## [Stated goal]
The records below need retyping in full; give them again exactly.

(Object location annotation data)

━━━━━━

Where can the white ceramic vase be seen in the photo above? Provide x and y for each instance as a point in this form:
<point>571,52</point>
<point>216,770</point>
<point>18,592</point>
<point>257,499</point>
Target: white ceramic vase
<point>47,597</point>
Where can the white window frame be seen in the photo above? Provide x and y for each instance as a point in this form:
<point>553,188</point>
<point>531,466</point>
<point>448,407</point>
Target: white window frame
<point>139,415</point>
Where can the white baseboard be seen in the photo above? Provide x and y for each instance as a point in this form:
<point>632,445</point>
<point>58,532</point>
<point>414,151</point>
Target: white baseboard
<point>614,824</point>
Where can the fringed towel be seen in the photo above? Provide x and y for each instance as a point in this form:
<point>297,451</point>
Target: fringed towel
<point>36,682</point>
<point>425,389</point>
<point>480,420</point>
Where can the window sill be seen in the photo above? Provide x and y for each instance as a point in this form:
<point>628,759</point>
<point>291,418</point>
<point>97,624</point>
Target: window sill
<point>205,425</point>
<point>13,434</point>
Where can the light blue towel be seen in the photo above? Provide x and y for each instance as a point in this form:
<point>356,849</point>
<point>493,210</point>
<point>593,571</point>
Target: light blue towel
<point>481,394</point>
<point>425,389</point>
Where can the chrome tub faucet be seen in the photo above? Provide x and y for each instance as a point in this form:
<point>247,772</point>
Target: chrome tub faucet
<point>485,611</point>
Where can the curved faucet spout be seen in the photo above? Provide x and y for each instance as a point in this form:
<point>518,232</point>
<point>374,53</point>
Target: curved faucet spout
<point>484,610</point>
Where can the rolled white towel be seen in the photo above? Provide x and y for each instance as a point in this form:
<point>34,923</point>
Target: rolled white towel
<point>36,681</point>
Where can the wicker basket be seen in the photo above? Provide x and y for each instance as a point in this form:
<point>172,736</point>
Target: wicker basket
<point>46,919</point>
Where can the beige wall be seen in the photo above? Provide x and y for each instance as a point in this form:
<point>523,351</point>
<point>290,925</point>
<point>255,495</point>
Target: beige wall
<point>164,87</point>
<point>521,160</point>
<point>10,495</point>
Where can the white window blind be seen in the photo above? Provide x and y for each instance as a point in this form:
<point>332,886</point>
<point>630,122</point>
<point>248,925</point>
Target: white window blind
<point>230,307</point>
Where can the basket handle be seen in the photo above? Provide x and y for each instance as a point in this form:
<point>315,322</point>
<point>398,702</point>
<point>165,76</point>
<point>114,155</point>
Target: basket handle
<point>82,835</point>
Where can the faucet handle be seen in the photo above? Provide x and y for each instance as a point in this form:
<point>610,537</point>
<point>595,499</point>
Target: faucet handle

━━━━━━

## [Answer for the task]
Where can the white ceramic vase be seen in the photo above? Provide x and y for each instance as a point in this form:
<point>571,52</point>
<point>216,770</point>
<point>18,592</point>
<point>257,499</point>
Target: white ceramic vase
<point>47,597</point>
Where can the white window frame be seen in the photo above? Provide x and y for each instance as a point in this form:
<point>553,188</point>
<point>531,466</point>
<point>448,407</point>
Target: white window frame
<point>139,415</point>
Where can the white baseboard be seen in the photo above? Provide x and y for each instance as a point in this form:
<point>632,445</point>
<point>58,532</point>
<point>414,151</point>
Target: white baseboard
<point>614,824</point>
Where can the fringed towel be seen in the photo above? Provide x and y for each instance as a point in this form:
<point>297,451</point>
Target: fringed towel
<point>36,682</point>
<point>425,389</point>
<point>480,420</point>
Where can the window sill be seen in the photo above? Provide x and y for each instance as a point in this form:
<point>628,759</point>
<point>291,418</point>
<point>97,624</point>
Target: window sill
<point>205,425</point>
<point>13,434</point>
Where can the light blue towel be seen in the photo above? Provide x and y for each instance as a point in this form:
<point>356,849</point>
<point>493,210</point>
<point>593,571</point>
Target: light blue towel
<point>481,394</point>
<point>425,389</point>
Where can the chrome tub faucet be seen in the photo above? Provide x and y for each instance as a point in this form:
<point>247,772</point>
Target: chrome tub faucet
<point>485,611</point>
Where can the curved faucet spout be seen in the photo above? Provide x and y for each instance as a point in this form:
<point>518,232</point>
<point>374,53</point>
Target: curved faucet spout
<point>484,610</point>
Where can the rolled white towel be seen in the photo above? Provide x and y for each instance as a point in this form:
<point>34,923</point>
Target: rolled white towel
<point>36,681</point>
Where can the wicker basket be seen in the photo above? Provide x and y for each instance as a point in this form:
<point>172,736</point>
Target: wicker basket
<point>46,919</point>
Where can the beige wall be seen in the photo above? Provide x and y for each instance as a point in this form:
<point>523,351</point>
<point>290,925</point>
<point>255,495</point>
Target: beige wall
<point>164,87</point>
<point>521,160</point>
<point>10,495</point>
Where can the white window blind be seen in the photo above? Provide x and y for each instance as a point in this form:
<point>332,886</point>
<point>630,122</point>
<point>248,925</point>
Target: white window blind
<point>230,307</point>
Where can the basket handle be seen in the photo above? Provide x and y for each instance as a point in this form:
<point>315,322</point>
<point>398,702</point>
<point>165,76</point>
<point>114,155</point>
Target: basket handle
<point>82,835</point>
Where can the faucet handle be seen in the photo above? Provide x and y for each instance as a point in this form:
<point>610,537</point>
<point>595,499</point>
Target: faucet handle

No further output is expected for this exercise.